── MATERIAL ──
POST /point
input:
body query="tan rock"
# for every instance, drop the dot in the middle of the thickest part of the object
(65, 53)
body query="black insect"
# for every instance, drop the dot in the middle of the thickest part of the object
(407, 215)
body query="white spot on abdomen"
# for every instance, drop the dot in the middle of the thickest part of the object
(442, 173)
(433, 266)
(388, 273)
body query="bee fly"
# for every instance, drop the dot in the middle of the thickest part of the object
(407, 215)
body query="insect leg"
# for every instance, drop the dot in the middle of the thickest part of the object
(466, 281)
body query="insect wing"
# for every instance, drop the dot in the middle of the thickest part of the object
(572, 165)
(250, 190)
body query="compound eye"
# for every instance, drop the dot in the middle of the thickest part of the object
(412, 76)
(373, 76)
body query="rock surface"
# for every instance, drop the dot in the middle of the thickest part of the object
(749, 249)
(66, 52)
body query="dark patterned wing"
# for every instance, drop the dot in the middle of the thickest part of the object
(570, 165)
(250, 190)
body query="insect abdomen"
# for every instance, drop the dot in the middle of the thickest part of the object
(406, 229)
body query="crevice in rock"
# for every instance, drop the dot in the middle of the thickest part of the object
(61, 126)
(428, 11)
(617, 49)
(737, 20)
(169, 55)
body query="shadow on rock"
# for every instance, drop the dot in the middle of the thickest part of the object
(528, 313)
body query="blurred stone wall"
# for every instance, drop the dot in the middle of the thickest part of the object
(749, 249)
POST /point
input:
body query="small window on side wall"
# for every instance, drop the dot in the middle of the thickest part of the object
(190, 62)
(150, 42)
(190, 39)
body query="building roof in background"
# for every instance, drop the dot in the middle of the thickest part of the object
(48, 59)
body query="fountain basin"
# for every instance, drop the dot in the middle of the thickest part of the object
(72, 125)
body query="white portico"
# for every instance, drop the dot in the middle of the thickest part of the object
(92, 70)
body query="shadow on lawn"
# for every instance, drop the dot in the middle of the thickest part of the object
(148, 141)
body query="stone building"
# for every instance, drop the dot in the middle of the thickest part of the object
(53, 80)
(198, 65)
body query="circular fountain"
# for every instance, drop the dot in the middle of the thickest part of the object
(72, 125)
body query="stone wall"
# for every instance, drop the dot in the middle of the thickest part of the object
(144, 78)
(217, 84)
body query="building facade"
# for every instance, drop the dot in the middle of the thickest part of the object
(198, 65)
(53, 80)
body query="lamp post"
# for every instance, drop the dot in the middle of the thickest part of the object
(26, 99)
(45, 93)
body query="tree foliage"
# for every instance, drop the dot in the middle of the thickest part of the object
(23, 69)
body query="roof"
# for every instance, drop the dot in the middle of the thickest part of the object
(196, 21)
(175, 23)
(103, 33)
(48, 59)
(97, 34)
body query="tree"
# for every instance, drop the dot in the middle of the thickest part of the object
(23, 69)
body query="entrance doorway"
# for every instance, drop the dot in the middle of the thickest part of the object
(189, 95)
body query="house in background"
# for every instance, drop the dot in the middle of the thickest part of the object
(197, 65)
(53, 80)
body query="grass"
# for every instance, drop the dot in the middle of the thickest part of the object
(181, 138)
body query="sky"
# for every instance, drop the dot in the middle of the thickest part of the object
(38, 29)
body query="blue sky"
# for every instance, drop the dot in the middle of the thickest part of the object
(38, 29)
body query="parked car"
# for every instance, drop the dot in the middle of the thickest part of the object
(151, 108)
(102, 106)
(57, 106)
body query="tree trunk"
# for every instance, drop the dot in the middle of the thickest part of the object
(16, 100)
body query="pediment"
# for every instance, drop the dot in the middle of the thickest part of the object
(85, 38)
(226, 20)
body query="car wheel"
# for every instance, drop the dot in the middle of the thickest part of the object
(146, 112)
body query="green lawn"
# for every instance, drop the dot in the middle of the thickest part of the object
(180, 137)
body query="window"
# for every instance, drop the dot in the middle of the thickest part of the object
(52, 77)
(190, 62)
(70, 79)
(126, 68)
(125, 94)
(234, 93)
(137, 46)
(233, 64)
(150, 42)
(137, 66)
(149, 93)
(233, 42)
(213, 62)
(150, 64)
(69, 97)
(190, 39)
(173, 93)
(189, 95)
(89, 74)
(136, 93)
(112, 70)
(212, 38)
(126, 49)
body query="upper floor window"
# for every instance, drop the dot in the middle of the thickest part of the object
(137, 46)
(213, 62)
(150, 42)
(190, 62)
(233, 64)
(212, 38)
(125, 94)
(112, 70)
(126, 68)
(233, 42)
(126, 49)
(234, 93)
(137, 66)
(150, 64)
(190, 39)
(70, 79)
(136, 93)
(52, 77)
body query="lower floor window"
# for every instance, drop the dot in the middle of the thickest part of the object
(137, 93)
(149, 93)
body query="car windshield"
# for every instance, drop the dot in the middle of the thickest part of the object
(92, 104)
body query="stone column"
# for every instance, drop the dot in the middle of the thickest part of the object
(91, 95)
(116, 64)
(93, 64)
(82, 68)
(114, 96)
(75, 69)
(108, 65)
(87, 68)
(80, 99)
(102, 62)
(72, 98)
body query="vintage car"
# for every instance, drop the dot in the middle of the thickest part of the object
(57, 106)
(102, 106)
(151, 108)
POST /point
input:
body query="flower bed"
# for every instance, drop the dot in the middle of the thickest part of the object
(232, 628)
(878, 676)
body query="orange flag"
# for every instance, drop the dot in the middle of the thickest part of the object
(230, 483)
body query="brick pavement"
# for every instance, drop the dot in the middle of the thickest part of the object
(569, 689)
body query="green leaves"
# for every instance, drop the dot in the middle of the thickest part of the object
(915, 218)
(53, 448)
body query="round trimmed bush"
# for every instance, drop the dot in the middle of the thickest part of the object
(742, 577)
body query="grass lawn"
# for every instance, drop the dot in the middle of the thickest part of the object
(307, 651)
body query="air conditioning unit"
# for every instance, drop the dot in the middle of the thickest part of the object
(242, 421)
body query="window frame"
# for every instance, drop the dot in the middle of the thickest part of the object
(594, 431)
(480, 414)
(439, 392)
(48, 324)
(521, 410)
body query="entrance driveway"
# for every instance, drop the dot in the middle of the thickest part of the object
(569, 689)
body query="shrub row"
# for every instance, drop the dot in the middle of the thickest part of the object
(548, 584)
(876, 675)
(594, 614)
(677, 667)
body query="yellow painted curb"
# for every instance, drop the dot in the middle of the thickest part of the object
───
Write out the records above again, keeping each one identical to the original.

→ OUTPUT OF THE TASK:
POST /point
input:
body query="tan rock"
# for every instance, drop the dot in the middle of the thickest part of the object
(65, 53)
body query="black insect"
# for every instance, drop the dot in the middle of the thickest part of the object
(407, 215)
body query="white spot on abdomen"
# for every instance, drop the dot in the middle of the thickest part of the object
(442, 173)
(433, 266)
(388, 273)
body query="bee fly"
# for every instance, drop the dot in the middle of the thickest part of the object
(407, 215)
body query="insect leg"
# for every instance, drop the dot in the middle of the thickest part of the object
(466, 281)
body query="insect wing"
# for every instance, drop the dot in the middle of the thickest part of the object
(572, 165)
(250, 190)
body query="compound eye"
# for every instance, drop the dot in the middle of the thickest part of the object
(412, 76)
(373, 76)
body query="rock surface"
# for every instance, drop the dot in the middle of the thickest part of the object
(749, 249)
(66, 52)
body query="dark patterned wing"
# for every instance, drop the dot in the middle of the thickest part of the object
(570, 165)
(250, 190)
body query="insect abdomen"
# for every instance, drop the dot in the middle of the thickest part of the object
(406, 229)
body query="crevice in rock"
# for every instance, drop the dot in the middle of the thickest part of the object
(61, 126)
(428, 11)
(617, 49)
(737, 20)
(169, 55)
body query="shadow on rock"
# for every instance, drop the dot in the middle of the thickest part of the object
(528, 313)
body query="blurred stone wall"
# for every instance, drop the dot in the middle of the thickest part of the object
(749, 249)
POST /point
input:
body query="small window on side wall"
# for every instance, drop the dot in the middle of the thickest part of the object
(190, 62)
(150, 42)
(190, 39)
body query="building roof in background"
# for every instance, drop the dot in the middle of the thickest part of the object
(48, 59)
body query="fountain basin"
# for every instance, drop the dot in the middle of the thickest part of the object
(72, 125)
body query="white portico"
# for every instance, drop the dot in the middle of the thickest part of the object
(92, 70)
body query="shadow on lawn"
# for every instance, drop the dot in the middle of the thickest part of the object
(148, 141)
body query="stone building"
# for every instance, drop the dot in the middle of the thickest part of the object
(53, 80)
(198, 65)
body query="circular fountain"
# for every instance, drop the dot in the middle of the thickest part of the object
(72, 125)
body query="stone wall"
# for every instance, drop the dot in the middle of the thickest part of the object
(144, 78)
(217, 84)
body query="building facade"
# for every instance, drop the dot in the middle of the thickest part of the object
(198, 65)
(53, 80)
body query="lamp post"
# for every instance, drop the dot in the middle of the thickest part of the object
(26, 99)
(45, 93)
body query="tree foliage"
# for every instance, drop the dot in the middle of the thickest part of the object
(23, 69)
body query="roof"
# for every instance, drop the dot in the middle of the thickest part of the object
(196, 21)
(175, 23)
(103, 33)
(48, 59)
(97, 34)
body query="tree"
# for every instance, drop the dot in the middle of the thickest part of the object
(23, 69)
body query="entrance doorway"
# for every instance, drop the dot in the middle of the thickest part of the object
(189, 95)
body query="house in background"
# for every instance, drop the dot in the middle of the thickest part of the object
(197, 65)
(53, 80)
body query="grass"
# for every instance, drop the dot in the middle of the thickest part of the object
(181, 138)
body query="sky"
# for every instance, drop the dot in the middle of the thickest part of the object
(38, 29)
body query="blue sky"
# for every instance, drop the dot in the middle of the thickest part of the object
(38, 29)
body query="parked car"
# for every instance, drop the dot in the middle of the thickest part of the object
(151, 108)
(102, 106)
(57, 106)
body query="tree trunk"
# for every instance, drop the dot in the middle of the thickest part of the object
(16, 100)
body query="pediment"
# for every instance, drop the dot in the middle of the thickest part of the object
(85, 38)
(226, 20)
body query="car wheel"
# for every instance, drop the dot in the middle of the thickest part of the object
(146, 112)
body query="green lawn"
# for every instance, drop the dot in the middle of the thickest part of the object
(180, 137)
body query="window"
# for every instance, drop the dot in the middle of the thickest part of the object
(52, 77)
(190, 62)
(70, 79)
(126, 68)
(125, 94)
(234, 93)
(137, 46)
(233, 64)
(150, 42)
(137, 66)
(149, 93)
(233, 42)
(213, 62)
(150, 64)
(69, 97)
(190, 39)
(173, 93)
(189, 95)
(89, 74)
(136, 93)
(112, 70)
(212, 38)
(126, 49)
body query="upper floor window"
# for every instance, drop the dot in the middle of the thickest part of the object
(137, 46)
(213, 62)
(150, 42)
(190, 62)
(233, 64)
(212, 38)
(125, 94)
(112, 70)
(126, 68)
(233, 42)
(126, 49)
(234, 93)
(137, 66)
(150, 64)
(190, 39)
(70, 79)
(136, 93)
(52, 77)
body query="lower floor window"
# for every instance, drop the dot in the middle of the thickest part of the object
(137, 93)
(149, 93)
body query="car windshield"
# for every instance, drop the dot in the middle of the thickest part of the object
(92, 104)
body query="stone column"
# for every instance, drop the dot in the middle of the thickest part of the object
(91, 95)
(116, 64)
(93, 64)
(82, 68)
(114, 96)
(75, 69)
(108, 65)
(87, 68)
(80, 99)
(102, 62)
(72, 98)
body query="vintage car"
# for every instance, drop the dot in the middle of the thickest part of the object
(57, 106)
(102, 106)
(151, 108)
POST /point
input:
body query="flower bed"
# for every instance, drop the dot in the middle of the thickest part of the object
(232, 628)
(878, 676)
body query="orange flag"
# for every instance, drop the dot in the middle of the thickest part of the object
(230, 483)
body query="brick pavement"
# for every instance, drop the dot in the middle of the thickest part of the object
(569, 689)
body query="green leaves"
# for every instance, drop the dot in the middle of the thickest part of the object
(915, 218)
(53, 448)
body query="round trimmed bush"
# for every instance, drop the dot in the middle of the thickest part of the object
(742, 577)
body query="grass lawn"
# for every instance, drop the dot in the middle of the thickest part of the object
(307, 651)
body query="air conditioning unit"
# for every instance, drop the dot in the middle of the thickest part of the object
(242, 421)
body query="window frame"
# for every instance, drop the dot in the middle of the thickest part of the object
(594, 431)
(480, 414)
(439, 392)
(48, 324)
(521, 410)
body query="entrance driveway"
# for every instance, drop the dot in the middle of the thickest part of the object
(569, 689)
body query="shrub row"
# for every instance, drop the dot in the middle of the thickest part of the object
(548, 584)
(876, 675)
(594, 614)
(677, 667)
body query="yellow painted curb"
# for every instance, drop the dot in the middle of the thickest part of the object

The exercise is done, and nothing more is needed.